Pointing and labeling entries:
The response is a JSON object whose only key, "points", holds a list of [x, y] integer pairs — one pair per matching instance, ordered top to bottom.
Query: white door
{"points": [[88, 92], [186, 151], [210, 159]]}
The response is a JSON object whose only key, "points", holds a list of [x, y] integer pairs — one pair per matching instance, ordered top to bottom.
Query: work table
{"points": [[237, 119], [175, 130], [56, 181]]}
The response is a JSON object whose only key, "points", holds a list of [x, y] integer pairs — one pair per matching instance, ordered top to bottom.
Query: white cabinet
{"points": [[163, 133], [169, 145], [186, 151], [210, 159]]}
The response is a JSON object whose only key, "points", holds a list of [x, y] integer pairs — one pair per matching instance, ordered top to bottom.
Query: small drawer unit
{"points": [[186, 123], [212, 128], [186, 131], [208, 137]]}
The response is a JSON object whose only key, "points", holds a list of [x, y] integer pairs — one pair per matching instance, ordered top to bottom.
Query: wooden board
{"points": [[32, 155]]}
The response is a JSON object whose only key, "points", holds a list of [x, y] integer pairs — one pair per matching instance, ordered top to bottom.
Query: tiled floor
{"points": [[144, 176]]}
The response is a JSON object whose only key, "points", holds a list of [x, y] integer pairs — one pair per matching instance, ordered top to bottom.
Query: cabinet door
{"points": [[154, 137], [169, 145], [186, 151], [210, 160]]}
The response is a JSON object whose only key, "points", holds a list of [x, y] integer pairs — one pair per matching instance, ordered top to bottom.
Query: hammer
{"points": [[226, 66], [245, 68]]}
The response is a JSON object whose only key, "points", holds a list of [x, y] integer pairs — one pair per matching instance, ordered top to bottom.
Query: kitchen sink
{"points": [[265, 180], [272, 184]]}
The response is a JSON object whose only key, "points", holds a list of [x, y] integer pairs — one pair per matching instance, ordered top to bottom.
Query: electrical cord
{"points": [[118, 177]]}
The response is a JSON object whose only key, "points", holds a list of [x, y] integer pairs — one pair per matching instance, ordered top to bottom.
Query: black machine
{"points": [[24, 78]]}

WORK INSTRUCTIONS: Output all of the data again, exactly.

FULL SOLUTION:
The response is a JSON object whose only key, "points", holds a list of [x, y] integer pairs — one pair per matching instance, ordered top to bottom.
Query: white door
{"points": [[88, 92], [186, 151], [210, 159]]}
The response is a JSON object whose only key, "points", holds a list of [x, y] integer pairs — one pair per matching instance, ordered top to bottom.
Query: work table
{"points": [[237, 119], [175, 130], [56, 181]]}
The response is a JSON object whose only key, "points", holds a list of [x, y] integer pairs — one pair per matching instance, ordered top to bottom.
Query: white cabinet
{"points": [[163, 133], [169, 145], [186, 151], [210, 159]]}
The response is a JSON object whose only key, "points", holds a list of [x, y] integer pairs — one pair per matching instance, ordered top to bottom.
Query: small drawer unit
{"points": [[186, 123], [212, 128], [186, 131], [208, 137]]}
The response is a JSON object whose only key, "points", holds a list of [x, y] integer pairs — one pair per matching instance, ordered top to bottom.
Query: wooden board
{"points": [[32, 155]]}
The response is a JSON object whose only key, "points", holds a list of [x, y] integer pairs — one pair per matching instance, ordered top to bottom.
Query: tiled floor
{"points": [[144, 176]]}
The response is a JSON object whose only key, "points", holds a list of [x, y] integer pairs — one pair per matching instance, ordered top to bottom.
Query: cabinet door
{"points": [[154, 137], [169, 145], [186, 151], [210, 160]]}
The response is a JSON object whose only key, "points", holds a list of [x, y] integer pairs — one pair per matching instance, ordered top to bottom.
Query: hammer
{"points": [[226, 66], [245, 68]]}
The response is a JSON object whose only key, "points", holds a list of [x, y] integer pairs — one pair per matching instance, ordered top to bottom.
Query: kitchen sink
{"points": [[265, 180], [272, 184]]}
The response is a JSON object whose only key, "points", holds a list of [x, y] integer pairs — one pair per matching instance, ordered top to bottom.
Query: electrical cord
{"points": [[118, 177]]}
The response is a JSON object whose only key, "points", holds a list of [x, y] integer pairs — one pair per matching instance, ordered top to bottom.
Query: black machine
{"points": [[24, 78]]}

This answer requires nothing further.